-- start of Excerpted data --

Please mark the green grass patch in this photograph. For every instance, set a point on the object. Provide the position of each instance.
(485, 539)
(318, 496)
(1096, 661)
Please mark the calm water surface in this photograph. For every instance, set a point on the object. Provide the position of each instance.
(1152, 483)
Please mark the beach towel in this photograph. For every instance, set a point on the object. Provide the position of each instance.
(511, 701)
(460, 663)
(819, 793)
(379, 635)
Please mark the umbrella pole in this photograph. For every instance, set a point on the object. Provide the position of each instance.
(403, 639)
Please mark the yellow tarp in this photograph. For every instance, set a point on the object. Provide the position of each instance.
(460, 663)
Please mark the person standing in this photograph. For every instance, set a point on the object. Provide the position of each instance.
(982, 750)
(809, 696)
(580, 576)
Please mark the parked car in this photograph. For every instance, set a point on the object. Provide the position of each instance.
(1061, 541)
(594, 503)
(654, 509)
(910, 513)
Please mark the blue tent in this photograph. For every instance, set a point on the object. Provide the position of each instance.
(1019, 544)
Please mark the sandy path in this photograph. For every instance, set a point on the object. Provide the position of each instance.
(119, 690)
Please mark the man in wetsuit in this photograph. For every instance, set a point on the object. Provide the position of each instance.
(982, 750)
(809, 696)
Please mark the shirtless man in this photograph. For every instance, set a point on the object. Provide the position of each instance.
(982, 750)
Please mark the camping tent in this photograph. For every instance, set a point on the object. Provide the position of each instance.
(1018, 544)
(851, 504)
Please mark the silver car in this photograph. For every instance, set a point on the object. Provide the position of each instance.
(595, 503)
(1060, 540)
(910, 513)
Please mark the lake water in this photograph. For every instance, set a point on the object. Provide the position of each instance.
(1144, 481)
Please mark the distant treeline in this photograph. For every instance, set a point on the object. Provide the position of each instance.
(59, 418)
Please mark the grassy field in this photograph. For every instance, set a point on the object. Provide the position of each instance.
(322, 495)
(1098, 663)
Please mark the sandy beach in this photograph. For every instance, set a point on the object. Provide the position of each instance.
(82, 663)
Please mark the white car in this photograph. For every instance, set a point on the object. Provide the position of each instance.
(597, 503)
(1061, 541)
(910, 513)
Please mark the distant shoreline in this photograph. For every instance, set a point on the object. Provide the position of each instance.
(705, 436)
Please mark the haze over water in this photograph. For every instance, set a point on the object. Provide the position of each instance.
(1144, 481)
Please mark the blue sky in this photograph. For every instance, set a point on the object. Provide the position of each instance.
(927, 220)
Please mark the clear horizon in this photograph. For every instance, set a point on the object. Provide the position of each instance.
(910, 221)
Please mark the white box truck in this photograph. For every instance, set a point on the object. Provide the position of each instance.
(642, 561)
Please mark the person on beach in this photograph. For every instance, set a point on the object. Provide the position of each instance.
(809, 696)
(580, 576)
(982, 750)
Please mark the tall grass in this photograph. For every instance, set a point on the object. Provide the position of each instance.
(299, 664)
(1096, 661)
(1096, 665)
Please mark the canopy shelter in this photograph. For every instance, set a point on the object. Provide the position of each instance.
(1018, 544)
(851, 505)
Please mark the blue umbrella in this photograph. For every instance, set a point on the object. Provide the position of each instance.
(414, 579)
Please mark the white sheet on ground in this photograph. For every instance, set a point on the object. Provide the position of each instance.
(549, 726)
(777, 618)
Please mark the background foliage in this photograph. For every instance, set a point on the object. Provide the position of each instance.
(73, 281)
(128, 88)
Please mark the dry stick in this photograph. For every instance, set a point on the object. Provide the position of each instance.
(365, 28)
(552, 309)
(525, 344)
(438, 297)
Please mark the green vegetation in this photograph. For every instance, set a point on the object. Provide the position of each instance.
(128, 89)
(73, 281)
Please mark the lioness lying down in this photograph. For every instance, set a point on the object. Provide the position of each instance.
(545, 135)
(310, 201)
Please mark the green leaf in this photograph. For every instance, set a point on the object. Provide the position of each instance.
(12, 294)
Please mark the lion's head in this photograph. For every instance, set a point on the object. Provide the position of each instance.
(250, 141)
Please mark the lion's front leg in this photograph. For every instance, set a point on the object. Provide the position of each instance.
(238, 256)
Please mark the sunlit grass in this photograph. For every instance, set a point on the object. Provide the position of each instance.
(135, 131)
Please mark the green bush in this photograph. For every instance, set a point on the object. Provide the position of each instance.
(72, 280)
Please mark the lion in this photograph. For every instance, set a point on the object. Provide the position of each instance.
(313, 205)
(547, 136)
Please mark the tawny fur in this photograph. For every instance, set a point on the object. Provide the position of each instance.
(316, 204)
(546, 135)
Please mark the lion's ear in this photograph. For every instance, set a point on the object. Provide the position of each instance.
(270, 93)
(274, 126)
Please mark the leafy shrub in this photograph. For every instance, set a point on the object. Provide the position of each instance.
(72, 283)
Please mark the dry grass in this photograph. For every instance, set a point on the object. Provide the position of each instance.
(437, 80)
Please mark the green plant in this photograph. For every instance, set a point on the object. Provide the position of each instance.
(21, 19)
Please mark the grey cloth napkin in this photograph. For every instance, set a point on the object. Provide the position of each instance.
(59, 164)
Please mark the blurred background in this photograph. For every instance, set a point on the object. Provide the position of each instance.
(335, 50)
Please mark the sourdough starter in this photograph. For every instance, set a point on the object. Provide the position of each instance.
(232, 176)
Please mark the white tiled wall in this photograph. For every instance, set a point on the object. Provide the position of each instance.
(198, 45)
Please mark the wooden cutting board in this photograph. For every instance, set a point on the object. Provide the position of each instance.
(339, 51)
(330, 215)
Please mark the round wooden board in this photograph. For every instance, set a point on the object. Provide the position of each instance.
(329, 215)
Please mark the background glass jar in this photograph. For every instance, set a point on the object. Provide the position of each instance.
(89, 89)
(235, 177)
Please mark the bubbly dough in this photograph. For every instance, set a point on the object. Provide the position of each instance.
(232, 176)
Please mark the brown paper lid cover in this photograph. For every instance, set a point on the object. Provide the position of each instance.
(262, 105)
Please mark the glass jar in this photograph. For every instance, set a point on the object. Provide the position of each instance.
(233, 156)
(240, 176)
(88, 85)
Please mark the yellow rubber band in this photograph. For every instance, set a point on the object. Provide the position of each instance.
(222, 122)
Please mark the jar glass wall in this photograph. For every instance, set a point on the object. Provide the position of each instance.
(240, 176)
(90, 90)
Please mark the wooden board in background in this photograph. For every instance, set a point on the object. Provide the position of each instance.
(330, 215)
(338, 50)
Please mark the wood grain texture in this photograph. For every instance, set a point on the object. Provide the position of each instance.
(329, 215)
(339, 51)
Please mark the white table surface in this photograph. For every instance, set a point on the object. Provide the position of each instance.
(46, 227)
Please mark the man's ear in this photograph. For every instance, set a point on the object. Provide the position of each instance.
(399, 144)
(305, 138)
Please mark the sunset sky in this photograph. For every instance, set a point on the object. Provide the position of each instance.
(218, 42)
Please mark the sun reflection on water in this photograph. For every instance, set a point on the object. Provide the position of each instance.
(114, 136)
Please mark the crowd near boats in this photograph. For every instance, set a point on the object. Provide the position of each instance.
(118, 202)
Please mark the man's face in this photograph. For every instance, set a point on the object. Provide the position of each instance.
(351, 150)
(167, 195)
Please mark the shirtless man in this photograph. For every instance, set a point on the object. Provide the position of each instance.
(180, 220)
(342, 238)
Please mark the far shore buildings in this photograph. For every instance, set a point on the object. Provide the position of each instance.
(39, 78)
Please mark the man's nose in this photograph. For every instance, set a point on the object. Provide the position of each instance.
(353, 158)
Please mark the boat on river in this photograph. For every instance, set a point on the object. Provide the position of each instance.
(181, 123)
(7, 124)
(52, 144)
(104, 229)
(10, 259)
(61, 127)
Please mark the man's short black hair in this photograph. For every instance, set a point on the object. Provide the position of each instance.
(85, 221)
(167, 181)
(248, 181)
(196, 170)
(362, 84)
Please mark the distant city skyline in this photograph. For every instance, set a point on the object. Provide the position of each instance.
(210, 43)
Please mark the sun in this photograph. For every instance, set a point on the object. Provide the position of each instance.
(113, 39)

-- end of Excerpted data --

● Stated task
Produce an exact repeat of the lines from the one containing "Please mark the man's short" through the last line of the data, and nothing more.

● Exercise result
Please mark the man's short black hair in this photograph. For every instance, set a point on the object. Provide the position of each instance.
(85, 221)
(167, 181)
(248, 181)
(196, 170)
(362, 84)
Please mark the distant city skyline in this photograph. For every instance, set a point on the object. Provide the position of each instance.
(210, 43)
Please mark the sun in this photograph. For every instance, set a point on the object. Provide the position of each instance.
(113, 39)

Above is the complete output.